[Location identification entries]
***
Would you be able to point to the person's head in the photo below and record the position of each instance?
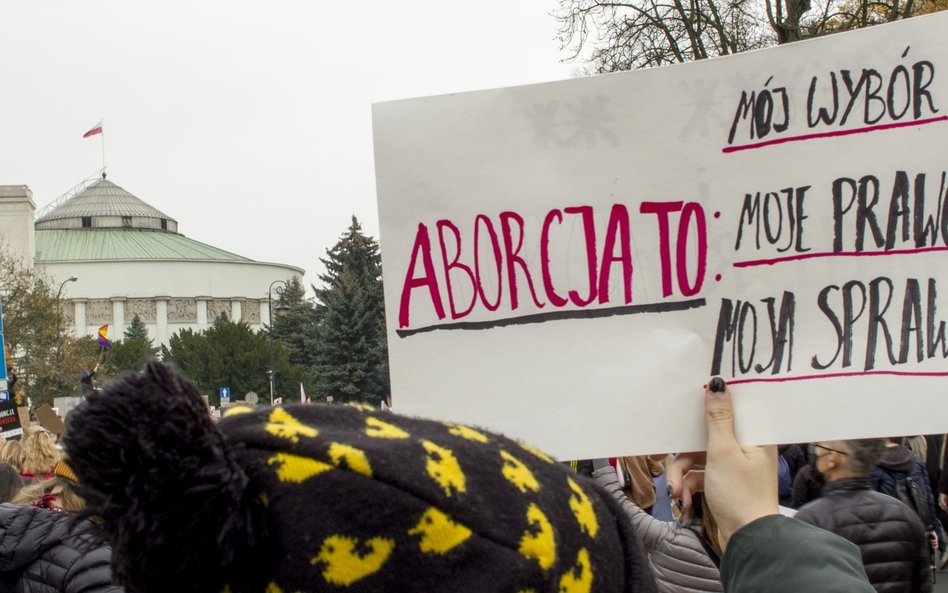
(846, 459)
(11, 453)
(40, 453)
(10, 482)
(58, 493)
(326, 498)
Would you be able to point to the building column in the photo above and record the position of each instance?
(161, 320)
(202, 312)
(79, 317)
(118, 318)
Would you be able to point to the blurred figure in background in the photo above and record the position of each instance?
(12, 454)
(10, 482)
(45, 552)
(890, 536)
(40, 454)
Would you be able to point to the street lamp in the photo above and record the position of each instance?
(59, 326)
(282, 307)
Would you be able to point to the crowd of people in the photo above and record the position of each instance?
(147, 492)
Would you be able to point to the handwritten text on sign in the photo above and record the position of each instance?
(618, 239)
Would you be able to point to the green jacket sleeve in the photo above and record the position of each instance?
(782, 555)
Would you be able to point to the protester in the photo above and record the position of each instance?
(307, 498)
(684, 555)
(635, 474)
(12, 454)
(763, 550)
(807, 485)
(890, 536)
(897, 463)
(58, 493)
(40, 454)
(47, 552)
(791, 460)
(86, 380)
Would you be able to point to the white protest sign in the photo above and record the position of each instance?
(568, 263)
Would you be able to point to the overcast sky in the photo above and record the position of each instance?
(248, 122)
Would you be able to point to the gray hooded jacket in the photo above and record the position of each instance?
(676, 555)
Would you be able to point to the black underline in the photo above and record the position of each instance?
(557, 315)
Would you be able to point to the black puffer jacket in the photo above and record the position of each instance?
(890, 535)
(40, 554)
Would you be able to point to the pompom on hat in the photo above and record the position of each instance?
(63, 470)
(340, 498)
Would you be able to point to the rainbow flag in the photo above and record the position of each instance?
(104, 340)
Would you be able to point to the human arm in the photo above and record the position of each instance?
(779, 555)
(765, 551)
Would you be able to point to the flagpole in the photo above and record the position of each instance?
(103, 145)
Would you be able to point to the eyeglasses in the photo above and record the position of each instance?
(812, 447)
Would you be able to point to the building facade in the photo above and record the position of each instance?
(129, 259)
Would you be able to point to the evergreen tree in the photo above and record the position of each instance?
(41, 351)
(296, 327)
(229, 354)
(134, 351)
(352, 352)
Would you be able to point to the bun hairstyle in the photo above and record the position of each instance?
(154, 468)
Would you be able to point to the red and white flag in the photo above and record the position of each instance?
(97, 129)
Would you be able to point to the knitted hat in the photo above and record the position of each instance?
(335, 499)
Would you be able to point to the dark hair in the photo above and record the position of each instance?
(864, 454)
(148, 456)
(10, 482)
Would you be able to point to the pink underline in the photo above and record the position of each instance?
(799, 256)
(904, 124)
(836, 376)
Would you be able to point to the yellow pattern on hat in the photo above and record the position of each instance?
***
• _Direction_: Rewrite the lines from the one containing "Would you be able to point to the pink" through the end of the records, replacing "underline" with "highlight" and leaving everything else unchanged.

• _Answer for this exercise_:
Would you be able to point to the pink highlight in the photo above and record the position of each instance?
(799, 256)
(904, 124)
(836, 376)
Would you be able to point to the yellow pattern on hat in the photo above and record the position of each instance?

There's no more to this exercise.